[EXCERPTED DATA]

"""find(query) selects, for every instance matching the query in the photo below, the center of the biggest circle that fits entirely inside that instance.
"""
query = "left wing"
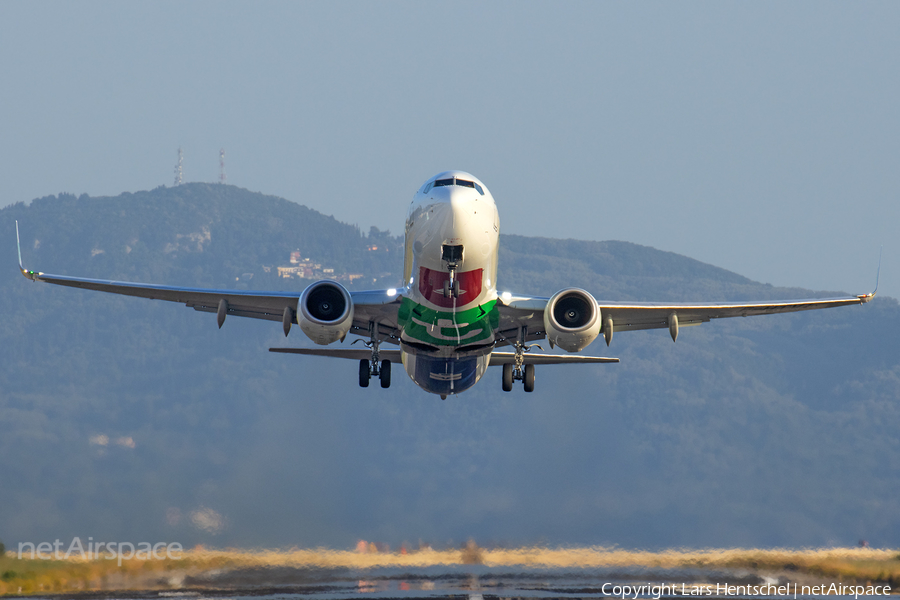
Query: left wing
(379, 307)
(497, 358)
(528, 312)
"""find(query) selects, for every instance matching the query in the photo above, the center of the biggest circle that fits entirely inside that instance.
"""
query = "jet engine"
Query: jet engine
(572, 319)
(326, 312)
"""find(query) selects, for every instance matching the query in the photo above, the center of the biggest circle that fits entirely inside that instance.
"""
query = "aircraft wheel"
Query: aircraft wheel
(507, 378)
(385, 374)
(363, 373)
(529, 378)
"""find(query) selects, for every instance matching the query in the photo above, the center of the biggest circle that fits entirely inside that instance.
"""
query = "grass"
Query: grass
(33, 576)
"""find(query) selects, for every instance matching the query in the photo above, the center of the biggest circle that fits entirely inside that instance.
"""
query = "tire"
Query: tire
(529, 378)
(363, 373)
(507, 378)
(385, 374)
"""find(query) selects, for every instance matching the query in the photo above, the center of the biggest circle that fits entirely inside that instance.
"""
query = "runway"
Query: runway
(464, 582)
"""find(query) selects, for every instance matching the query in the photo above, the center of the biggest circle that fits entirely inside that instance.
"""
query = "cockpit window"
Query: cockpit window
(454, 181)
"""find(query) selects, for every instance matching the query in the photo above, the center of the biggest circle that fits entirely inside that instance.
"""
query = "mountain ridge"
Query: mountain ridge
(122, 418)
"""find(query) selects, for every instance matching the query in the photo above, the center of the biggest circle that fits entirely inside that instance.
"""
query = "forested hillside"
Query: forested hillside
(130, 419)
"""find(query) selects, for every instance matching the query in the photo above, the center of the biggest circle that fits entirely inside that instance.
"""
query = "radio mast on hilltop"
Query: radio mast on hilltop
(222, 178)
(178, 172)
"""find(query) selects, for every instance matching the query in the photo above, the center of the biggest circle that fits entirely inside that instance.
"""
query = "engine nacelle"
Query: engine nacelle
(326, 312)
(572, 319)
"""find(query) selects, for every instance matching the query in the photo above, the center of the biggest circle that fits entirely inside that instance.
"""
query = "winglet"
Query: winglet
(29, 274)
(867, 297)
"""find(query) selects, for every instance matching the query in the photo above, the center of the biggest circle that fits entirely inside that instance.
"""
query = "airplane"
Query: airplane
(448, 320)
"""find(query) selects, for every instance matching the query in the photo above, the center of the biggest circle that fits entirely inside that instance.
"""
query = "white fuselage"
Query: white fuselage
(452, 234)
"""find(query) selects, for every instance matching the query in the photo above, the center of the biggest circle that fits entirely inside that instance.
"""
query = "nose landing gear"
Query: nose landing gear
(520, 371)
(374, 367)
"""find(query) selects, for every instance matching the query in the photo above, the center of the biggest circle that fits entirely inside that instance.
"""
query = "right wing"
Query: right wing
(370, 307)
(497, 358)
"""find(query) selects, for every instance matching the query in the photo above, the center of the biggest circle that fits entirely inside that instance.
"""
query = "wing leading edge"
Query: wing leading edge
(378, 306)
(528, 312)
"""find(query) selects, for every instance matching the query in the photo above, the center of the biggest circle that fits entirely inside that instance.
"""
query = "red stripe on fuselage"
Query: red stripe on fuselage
(431, 285)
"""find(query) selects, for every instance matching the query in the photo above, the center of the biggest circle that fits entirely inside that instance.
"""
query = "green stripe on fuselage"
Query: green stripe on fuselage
(447, 328)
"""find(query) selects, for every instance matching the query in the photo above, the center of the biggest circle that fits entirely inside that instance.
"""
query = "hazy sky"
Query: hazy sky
(759, 137)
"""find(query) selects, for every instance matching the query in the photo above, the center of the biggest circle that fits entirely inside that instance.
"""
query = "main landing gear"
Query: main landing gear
(374, 367)
(519, 371)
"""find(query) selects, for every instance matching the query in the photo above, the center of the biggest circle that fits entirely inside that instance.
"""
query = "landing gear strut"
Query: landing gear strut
(374, 367)
(520, 371)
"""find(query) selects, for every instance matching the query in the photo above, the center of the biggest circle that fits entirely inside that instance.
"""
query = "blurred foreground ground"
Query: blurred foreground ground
(468, 572)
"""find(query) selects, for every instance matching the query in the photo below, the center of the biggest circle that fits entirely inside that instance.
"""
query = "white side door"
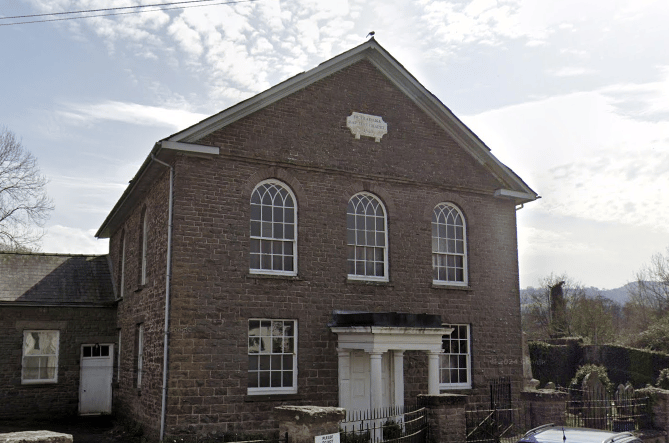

[BRIEF]
Show each line of the records above that contains the word "ground".

[FINAL RESULT]
query = "blurred foreground ground"
Query: blurred foreground ground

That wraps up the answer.